## begin EXCERPTED RECORDS
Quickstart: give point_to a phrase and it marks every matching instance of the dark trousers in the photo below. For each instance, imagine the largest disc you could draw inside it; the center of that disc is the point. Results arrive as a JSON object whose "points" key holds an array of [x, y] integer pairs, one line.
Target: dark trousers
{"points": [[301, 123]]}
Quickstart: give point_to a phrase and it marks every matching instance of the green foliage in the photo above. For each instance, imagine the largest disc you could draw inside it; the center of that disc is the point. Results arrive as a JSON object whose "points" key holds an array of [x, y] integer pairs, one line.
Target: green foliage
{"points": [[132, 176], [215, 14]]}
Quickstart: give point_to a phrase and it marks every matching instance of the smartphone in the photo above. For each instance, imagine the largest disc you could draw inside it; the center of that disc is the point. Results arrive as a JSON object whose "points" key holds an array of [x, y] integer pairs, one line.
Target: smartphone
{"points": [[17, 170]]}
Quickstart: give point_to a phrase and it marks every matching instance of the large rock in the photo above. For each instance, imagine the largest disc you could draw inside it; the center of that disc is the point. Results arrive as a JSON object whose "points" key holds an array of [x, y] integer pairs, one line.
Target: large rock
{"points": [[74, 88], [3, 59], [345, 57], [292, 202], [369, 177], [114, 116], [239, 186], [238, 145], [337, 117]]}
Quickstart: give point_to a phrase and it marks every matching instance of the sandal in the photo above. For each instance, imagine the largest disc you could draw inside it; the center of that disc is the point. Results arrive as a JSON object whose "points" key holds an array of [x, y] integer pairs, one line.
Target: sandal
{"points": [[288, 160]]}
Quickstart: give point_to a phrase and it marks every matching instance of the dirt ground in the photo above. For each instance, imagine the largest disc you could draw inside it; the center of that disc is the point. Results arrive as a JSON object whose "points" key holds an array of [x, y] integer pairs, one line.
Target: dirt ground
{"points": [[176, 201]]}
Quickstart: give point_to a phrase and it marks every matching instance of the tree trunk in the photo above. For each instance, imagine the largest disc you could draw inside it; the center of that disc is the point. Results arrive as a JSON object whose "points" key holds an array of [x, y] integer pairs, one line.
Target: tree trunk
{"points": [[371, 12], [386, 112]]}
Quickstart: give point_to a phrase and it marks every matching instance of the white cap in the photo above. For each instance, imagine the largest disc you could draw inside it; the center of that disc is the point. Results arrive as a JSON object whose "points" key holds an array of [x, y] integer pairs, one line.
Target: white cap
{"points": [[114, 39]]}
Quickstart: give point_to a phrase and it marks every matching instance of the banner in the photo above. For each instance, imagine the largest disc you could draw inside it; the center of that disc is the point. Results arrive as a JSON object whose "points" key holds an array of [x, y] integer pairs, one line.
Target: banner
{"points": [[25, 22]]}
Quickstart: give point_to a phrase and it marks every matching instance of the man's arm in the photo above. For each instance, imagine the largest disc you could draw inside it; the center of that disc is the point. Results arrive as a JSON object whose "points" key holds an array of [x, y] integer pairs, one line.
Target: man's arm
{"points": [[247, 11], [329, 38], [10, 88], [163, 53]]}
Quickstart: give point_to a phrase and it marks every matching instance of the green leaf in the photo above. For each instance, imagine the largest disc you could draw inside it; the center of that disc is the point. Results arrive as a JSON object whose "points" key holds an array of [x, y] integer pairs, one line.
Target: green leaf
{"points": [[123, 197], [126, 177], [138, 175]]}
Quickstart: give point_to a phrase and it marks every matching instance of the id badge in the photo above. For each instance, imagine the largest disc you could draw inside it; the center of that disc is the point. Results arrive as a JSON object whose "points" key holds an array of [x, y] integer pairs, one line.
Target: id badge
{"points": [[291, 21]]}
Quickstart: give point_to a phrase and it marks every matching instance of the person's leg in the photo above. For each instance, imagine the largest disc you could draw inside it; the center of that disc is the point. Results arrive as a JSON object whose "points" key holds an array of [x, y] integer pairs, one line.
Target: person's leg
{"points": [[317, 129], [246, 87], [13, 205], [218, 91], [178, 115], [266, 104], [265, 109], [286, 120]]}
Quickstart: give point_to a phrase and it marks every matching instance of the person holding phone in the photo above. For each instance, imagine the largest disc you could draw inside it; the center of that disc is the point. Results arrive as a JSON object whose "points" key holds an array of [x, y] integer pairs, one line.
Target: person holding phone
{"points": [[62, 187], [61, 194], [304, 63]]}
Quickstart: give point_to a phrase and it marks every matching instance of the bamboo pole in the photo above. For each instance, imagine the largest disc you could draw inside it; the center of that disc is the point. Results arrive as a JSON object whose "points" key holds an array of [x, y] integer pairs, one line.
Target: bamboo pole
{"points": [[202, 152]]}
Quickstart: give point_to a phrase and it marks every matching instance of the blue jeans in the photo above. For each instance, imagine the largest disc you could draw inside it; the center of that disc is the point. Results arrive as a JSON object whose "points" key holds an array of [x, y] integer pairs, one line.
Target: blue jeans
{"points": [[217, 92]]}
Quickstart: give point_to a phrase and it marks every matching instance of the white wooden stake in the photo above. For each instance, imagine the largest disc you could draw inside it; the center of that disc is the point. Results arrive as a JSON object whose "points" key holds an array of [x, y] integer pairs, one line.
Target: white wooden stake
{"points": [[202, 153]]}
## end EXCERPTED RECORDS
Reproduce the lines of the entries above exactly, but only from the line containing "of the bamboo" through the final line.

ANSWER TO THE EXERCISE:
Quickstart: give point_to a phrase and it marks every matching instance of the bamboo pole in the photo above. For each instance, imagine the largest disc you could draw inside it; the center of that disc is the point. Results arrive as a JSON object whose "points" key holds an array of [x, y] integer pairs, one line.
Target: bamboo pole
{"points": [[202, 152]]}
Quickstart: give point_to a phrase and it marks every matching instance of the blue jeans in the photo above. For each instance, imagine the largest disc you could draw inside it; the center of that disc is the point. Results arrive as a JSON object whose "points" key holds an array of [x, y] integer pairs, one line.
Target: blue jeans
{"points": [[217, 92]]}
Quickstart: give point_to a phrase and it marks every matching instance of the white wooden stake in the photo above. For each instance, imagine the largest disc you could draw inside it; the center of that disc is the point. Results arrive as a JSON object whose "points" key holds an array of [x, y] integer pairs, one line.
Target: white wooden stake
{"points": [[202, 153]]}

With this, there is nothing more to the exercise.